§ DOCUMENTO:
Storia
a più voci
Storia a più voci
Stralci dal “Breve racconto a più voci della storia della Lucerna”
Pietro
Per cominciare voglio descrivere cosa desideravo realizzare nella vita. Desideravo vivere concretamente il vangelo, amare i poveri, questo lo avvertivo come un imperativo: non avrei potuto lavorare, vivere e anche sposarmi senza questo stile.


Rita
Era il lontano 1984 (ottobre?). Eravamo su un pulmino io ed Ercole (appena sposati), Giuli e Pietro, Maura e non ricordo chi altri. Durante il viaggio Pietro espone il desiderio di creare un posto di lavoro che tenesse in considerazione anche i più deboli. Ercole era entusiasta, io un po’ meno, venendo da ambienti un po’ più sterili di quelli frequentati da loro. Nonostante il mio scetticismo, a novembre mi ritrovai insieme a Pietro, Patty , Mario, Giordi e Grazia ad iniziare questa esperienza strana ma bella.
Pietro
Non ricordo in che modo trovai due stanze… lunedì 19 novembre partiamo con il pulmino della parrocchia io, la Grazia e la Patti Govi della Casa della Carità a raccogliere ritagli di stoffa tra le varie aziende manifatturiere della zona, raccogliamo anche carta e dopo poco cominciamo ad assemblare oggetti di plastica. Decidiamo di costituire un’associazione di volontariato: “La Vigna” su consiglio ed esempio di don Daniele Simonazzi. Anche lui, da poco, aveva avviato una piccola attività di assemblaggio e riciclaggio per gli ospiti di via Adua; eravamo agli inizi del movimento delle cooperative sociali.

Paola
Nell’84, frequentando la casa di accoglienza dei servi della chiesa di via Adua, avevo conosciuto fratelli profondamente feriti. Ripercorrendo le storie delle persone che avevo conosciuto e cercando di esplorare le cause di quelle sofferenze mi sono resa conto che nel mondo del lavoro quasi sempre le persone valevano per quello che producevano e chi aveva difficoltà o problemi veniva scartato. C’erano due mondi: da una parte quello organizzato, che produceva, fatto di persone efficienti e di profitti, e dall’altro quello delle persone ferite e scartate, che non potevano partecipare e che al massimo potevano ricevere dagli altri l’elemosina. (Allora non c’erano inserimenti protetti o altri strumenti come oggi).

§ MATERIALE FORNITO:
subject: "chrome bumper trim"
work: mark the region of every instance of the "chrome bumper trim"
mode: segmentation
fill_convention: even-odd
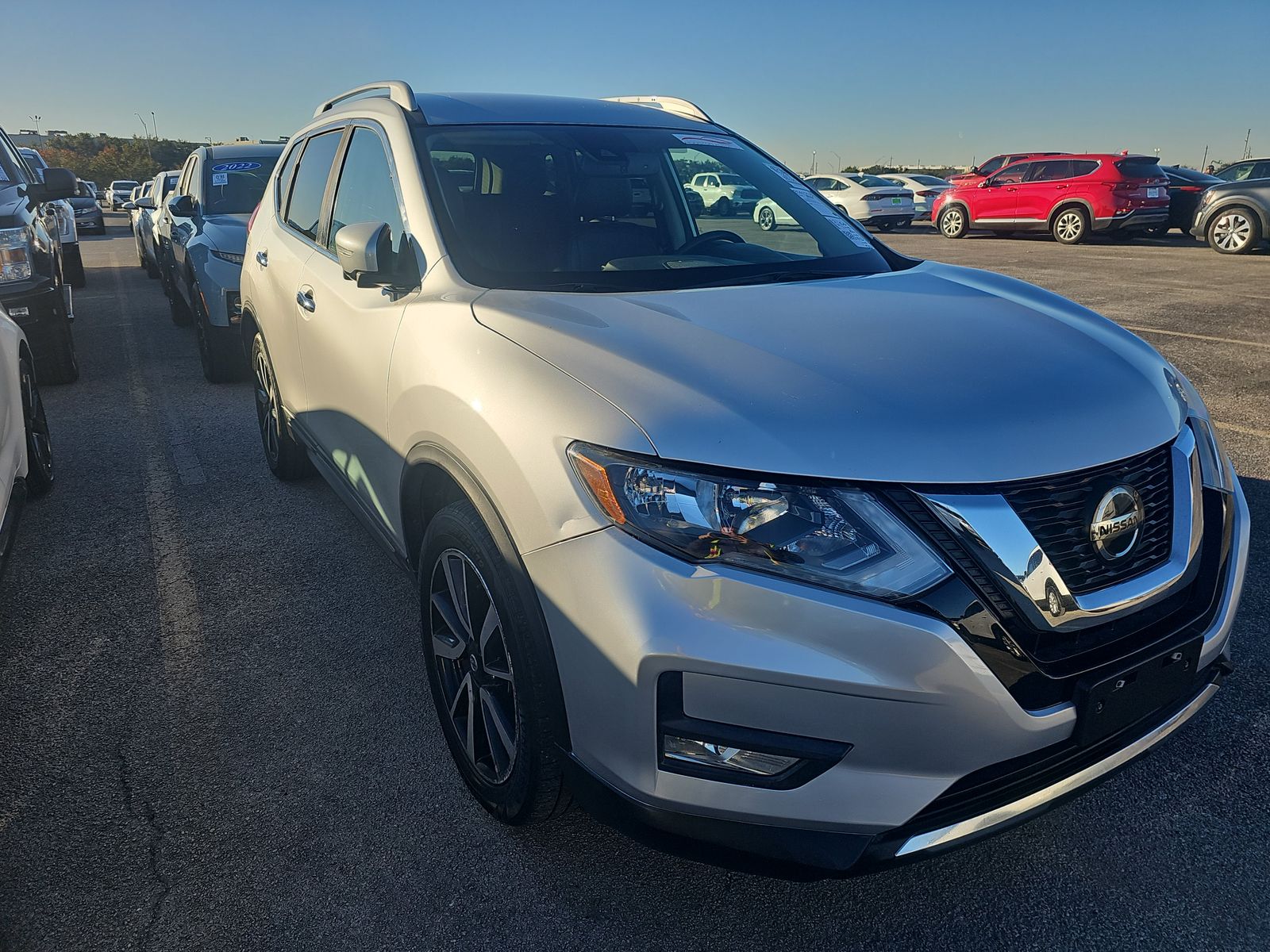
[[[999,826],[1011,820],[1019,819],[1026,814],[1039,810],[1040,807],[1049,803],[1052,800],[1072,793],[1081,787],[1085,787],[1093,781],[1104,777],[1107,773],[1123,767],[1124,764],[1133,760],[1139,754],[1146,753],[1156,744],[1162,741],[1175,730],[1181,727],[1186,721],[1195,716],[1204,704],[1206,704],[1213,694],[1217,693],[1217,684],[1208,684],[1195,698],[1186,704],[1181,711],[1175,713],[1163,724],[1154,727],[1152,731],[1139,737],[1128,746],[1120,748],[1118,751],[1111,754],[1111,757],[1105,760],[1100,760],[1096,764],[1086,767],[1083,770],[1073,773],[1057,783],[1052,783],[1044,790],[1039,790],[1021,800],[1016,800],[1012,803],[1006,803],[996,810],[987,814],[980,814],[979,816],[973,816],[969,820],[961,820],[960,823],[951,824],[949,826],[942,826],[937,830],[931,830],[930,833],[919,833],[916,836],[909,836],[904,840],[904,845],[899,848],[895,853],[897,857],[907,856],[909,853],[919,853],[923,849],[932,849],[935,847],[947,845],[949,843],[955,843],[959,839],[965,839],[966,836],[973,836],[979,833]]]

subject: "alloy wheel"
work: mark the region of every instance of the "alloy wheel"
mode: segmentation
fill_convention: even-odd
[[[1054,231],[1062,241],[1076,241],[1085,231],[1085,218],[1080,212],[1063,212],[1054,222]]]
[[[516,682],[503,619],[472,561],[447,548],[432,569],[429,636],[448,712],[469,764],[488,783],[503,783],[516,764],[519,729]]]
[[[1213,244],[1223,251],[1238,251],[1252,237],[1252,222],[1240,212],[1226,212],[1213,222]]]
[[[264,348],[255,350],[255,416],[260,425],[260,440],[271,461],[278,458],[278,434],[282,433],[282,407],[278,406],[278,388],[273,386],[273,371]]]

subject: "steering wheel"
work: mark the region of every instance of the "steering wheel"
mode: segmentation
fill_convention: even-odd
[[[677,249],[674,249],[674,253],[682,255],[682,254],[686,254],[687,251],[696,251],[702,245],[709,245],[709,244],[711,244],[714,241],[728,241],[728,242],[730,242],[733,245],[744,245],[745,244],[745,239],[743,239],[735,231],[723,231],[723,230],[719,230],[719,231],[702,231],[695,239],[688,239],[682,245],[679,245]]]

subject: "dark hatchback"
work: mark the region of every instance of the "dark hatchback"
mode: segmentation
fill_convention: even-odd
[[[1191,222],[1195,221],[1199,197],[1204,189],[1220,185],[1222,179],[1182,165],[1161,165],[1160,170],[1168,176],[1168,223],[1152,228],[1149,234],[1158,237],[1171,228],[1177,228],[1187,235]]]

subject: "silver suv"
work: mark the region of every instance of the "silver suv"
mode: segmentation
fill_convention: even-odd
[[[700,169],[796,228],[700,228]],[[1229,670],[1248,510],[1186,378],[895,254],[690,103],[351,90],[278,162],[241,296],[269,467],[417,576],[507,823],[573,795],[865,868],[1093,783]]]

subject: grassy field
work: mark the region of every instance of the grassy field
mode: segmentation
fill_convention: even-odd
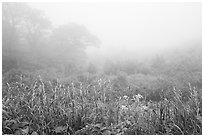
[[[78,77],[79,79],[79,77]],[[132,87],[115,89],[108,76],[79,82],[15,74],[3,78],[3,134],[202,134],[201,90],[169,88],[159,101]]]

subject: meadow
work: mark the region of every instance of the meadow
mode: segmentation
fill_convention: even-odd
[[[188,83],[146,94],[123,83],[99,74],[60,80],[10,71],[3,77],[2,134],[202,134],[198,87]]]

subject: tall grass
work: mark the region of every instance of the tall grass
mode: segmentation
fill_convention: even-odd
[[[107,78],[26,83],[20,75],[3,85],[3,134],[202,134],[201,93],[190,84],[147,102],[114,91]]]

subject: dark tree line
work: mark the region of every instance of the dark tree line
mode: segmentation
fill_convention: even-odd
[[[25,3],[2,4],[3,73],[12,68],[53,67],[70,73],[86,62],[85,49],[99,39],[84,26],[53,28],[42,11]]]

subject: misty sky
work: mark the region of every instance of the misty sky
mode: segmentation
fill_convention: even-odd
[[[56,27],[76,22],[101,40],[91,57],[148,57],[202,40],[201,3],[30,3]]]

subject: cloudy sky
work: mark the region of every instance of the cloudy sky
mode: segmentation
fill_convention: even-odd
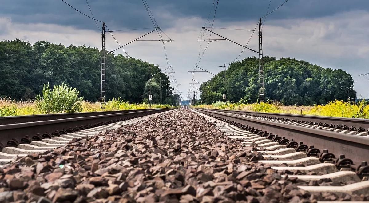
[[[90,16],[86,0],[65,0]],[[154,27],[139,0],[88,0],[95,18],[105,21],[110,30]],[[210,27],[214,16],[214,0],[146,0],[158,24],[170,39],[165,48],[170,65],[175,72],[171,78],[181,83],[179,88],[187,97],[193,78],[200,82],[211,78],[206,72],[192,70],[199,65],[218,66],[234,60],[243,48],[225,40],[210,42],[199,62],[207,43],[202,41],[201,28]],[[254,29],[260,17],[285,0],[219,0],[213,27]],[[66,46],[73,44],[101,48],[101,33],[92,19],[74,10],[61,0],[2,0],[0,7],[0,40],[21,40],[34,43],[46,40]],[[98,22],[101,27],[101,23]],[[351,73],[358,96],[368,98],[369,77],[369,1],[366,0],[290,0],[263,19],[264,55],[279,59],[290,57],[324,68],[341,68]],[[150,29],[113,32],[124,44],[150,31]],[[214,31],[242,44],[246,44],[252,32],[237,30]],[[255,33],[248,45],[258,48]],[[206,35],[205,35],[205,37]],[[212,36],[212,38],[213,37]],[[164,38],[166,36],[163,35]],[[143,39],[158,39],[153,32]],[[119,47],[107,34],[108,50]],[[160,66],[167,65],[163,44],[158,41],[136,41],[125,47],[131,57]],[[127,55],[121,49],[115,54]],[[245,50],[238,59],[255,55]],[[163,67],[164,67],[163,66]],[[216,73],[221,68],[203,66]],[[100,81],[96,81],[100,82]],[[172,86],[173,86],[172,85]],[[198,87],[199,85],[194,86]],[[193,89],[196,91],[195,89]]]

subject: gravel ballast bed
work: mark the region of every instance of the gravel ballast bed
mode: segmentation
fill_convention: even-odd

§ ESERCIZI DA SVOLGERE:
a: Rispondi a queste domande sul racconto a più voci:
(i) In quale mese Rita si ritrovò con gli altri a iniziare l'esperienza?
(ii) Quale nome ebbe l'associazione di volontariato costituita su consiglio di don Daniele Simonazzi?
(iii) Quale casa di accoglienza frequentava Paola nell'84?
b: Nelle righe del materiale fornito, riscrivi soltanto il tratto che va dalla riga con "subject: cloudy sky" fino all'ultima riga, entrambe comprese. Sostituisci "mark" con "outline", lascia invariato tutto il resto e ometti le immagini.

§ RISPOSTE PER ESERCIZIO:
a:
(i) A novembre.
(ii) "La Vigna".
(iii) La casa di accoglienza dei servi della chiesa di via Adua.

b:
subject: cloudy sky
work: outline the region of every instance of the cloudy sky
mode: segmentation
fill_convention: even-odd
[[[90,16],[86,0],[65,0]],[[154,27],[139,0],[88,0],[95,18],[105,21],[110,30]],[[210,27],[214,16],[214,0],[146,0],[158,24],[170,39],[165,48],[170,65],[175,72],[171,78],[181,83],[179,88],[187,97],[193,78],[200,82],[211,78],[206,72],[192,70],[199,65],[218,66],[234,60],[243,48],[225,40],[210,42],[199,62],[207,43],[202,41],[201,28]],[[254,29],[260,17],[285,0],[219,0],[213,27]],[[66,46],[73,44],[101,48],[101,33],[92,19],[74,10],[61,0],[2,0],[0,7],[0,40],[21,40],[34,43],[46,40]],[[98,22],[101,27],[101,23]],[[351,73],[358,96],[368,98],[369,77],[369,1],[366,0],[290,0],[263,19],[264,55],[279,59],[290,57],[324,68],[341,68]],[[150,29],[113,32],[124,44],[150,31]],[[214,31],[242,44],[246,44],[252,32],[237,30]],[[255,33],[248,45],[258,48]],[[206,35],[205,35],[205,37]],[[212,36],[212,38],[213,37]],[[164,38],[166,36],[163,35]],[[143,39],[158,39],[153,32]],[[119,47],[107,34],[108,50]],[[160,66],[167,65],[163,44],[158,41],[136,41],[125,47],[131,57]],[[127,55],[121,49],[115,54]],[[245,50],[238,59],[255,55]],[[163,67],[164,67],[163,66]],[[216,73],[221,68],[203,66]],[[100,81],[96,81],[100,82]],[[172,86],[173,86],[172,85]],[[198,87],[199,85],[194,86]],[[193,89],[196,91],[195,89]]]

subject: gravel ballast bed
work: outline the region of every instance of the gravel ballast bed
mode: segmentation
fill_convention: even-odd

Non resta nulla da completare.